- **Extract**
Cancer Alley

The Mississippi River’s record-breaking levels prompted the opening of the Spillways north of Baton Rouge and New Orleans this spring. As a result, the cities’ populations are out of danger and the petrochemical and oil industries based there have been protected. There was no disruption in production to further damage the national economy. With more extreme weather the vulnerability of such facilities throughout out the country is something to pay attention to .

The stretch along the Mississippi River between Baton Rouge and New Orleans has been called “The Petrochemical Corridor.” But in some quarters it’s also known as “Cancer Alley,” a reference to the many cases of cancer reported by communities on both sides of the Mississippi. There are disputes about the cancer statistics. Cases of certain rare cancers in children are above the national average, but according to The Louisiana Tumor Registry, the overall rate of cancer is not higher.

- **What to work on**
1. Transcribe the Cancer Alley piece from "The stretch along" up to and including "is not higher.".
2. Pick up the Cancer Alley piece after its last sentence and keep writing it.
The material after this point has nothing to do with the Cancer Alley piece.

- **Data shown**
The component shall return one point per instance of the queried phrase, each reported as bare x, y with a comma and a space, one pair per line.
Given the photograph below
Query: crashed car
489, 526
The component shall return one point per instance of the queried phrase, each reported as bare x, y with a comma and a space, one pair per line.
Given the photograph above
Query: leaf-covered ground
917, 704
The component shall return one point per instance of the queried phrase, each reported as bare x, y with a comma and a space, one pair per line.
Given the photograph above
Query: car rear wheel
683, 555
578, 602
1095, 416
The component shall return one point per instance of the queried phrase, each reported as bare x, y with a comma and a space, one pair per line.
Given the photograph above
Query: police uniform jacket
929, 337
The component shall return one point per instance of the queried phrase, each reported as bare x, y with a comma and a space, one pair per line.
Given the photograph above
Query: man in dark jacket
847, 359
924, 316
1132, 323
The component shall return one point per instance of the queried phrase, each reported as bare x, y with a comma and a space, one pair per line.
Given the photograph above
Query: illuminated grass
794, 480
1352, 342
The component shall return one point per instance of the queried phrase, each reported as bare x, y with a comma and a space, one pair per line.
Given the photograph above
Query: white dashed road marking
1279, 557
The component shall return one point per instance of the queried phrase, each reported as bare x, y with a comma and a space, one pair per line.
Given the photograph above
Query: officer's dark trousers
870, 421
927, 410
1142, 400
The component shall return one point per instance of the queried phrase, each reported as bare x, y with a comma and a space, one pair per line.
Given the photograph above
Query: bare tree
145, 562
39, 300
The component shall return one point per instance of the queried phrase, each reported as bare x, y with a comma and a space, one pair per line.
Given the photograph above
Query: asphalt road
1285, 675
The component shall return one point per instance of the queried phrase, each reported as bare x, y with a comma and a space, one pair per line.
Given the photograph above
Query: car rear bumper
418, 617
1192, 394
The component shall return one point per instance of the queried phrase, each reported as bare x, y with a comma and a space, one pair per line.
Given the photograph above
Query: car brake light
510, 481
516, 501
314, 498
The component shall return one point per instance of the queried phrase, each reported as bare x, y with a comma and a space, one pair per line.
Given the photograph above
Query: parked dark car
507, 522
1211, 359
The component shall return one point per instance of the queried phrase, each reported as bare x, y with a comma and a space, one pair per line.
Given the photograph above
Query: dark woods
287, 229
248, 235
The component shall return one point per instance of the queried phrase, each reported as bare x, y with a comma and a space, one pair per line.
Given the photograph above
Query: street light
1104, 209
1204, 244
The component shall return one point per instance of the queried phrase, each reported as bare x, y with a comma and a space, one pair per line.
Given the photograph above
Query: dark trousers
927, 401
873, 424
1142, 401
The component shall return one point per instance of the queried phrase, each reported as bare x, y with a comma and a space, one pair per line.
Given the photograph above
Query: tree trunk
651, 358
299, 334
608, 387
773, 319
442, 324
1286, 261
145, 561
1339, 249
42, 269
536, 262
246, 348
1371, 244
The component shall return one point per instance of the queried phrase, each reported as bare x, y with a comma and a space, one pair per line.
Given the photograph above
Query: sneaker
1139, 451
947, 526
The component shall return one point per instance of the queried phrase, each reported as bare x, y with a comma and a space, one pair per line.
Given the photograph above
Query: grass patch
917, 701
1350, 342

* * *

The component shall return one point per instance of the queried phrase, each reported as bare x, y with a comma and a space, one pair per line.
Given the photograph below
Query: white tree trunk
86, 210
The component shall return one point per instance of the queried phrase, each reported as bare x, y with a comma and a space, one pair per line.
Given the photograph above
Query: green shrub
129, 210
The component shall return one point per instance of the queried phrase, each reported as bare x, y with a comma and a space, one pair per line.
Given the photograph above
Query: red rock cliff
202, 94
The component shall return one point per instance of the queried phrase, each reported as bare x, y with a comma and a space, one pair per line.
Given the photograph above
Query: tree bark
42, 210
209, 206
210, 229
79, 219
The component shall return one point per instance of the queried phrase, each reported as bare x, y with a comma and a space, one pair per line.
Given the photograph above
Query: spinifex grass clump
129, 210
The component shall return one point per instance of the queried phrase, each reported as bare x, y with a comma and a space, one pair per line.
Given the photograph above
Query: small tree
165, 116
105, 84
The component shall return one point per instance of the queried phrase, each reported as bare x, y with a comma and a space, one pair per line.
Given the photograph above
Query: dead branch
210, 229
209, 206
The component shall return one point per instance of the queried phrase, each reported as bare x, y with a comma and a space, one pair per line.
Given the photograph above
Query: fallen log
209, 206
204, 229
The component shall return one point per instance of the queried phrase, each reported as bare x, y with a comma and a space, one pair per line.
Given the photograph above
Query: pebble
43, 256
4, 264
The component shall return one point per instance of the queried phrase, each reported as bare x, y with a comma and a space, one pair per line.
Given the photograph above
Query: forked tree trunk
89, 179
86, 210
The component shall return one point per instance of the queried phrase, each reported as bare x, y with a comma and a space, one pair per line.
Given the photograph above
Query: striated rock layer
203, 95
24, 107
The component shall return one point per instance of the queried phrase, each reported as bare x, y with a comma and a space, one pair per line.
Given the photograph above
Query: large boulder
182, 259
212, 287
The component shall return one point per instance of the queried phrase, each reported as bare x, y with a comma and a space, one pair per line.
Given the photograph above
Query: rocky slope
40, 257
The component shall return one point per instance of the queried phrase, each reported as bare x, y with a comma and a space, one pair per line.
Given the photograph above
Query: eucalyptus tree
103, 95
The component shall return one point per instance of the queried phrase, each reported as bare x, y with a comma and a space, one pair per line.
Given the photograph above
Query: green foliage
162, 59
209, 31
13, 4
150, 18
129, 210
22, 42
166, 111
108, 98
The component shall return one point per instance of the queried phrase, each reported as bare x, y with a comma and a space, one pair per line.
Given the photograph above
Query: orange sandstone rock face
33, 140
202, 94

- **Answers for this exercise**
1.
The stretch along the Mississippi River between Baton Rouge and New Orleans has been called “The Petrochemical Corridor.” But in some quarters it’s also known as “Cancer Alley,” a reference to the many cases of cancer reported by communities on both sides of the Mississippi. There are disputes about the cancer statistics. Cases of certain rare cancers in children are above the national average, but according to The Louisiana Tumor Registry, the overall rate of cancer is not higher.

2.
Louisiana gives generous tax breaks to industry and has a close relationship to oil companies brought to light during the BP oil spill crisis. Some say the Department of Environmental Quality has been acting in the interests of industry,too, instead of serving as a watchdog for the people it is meant to protect. . Along the same stretch of river is one of the National Oil Reserve locations as well as Waterford 3, a nuclear power plant serving the New Orleans area ,just yards from a levee. The tsunami in Japan that triggered a melt down at the Fukushima Nuclear Power Plant raises questions that reverberate in Louisiana. Are safety measures in place to protect plants from natural disasters as the 2011 hurricane season kicks off?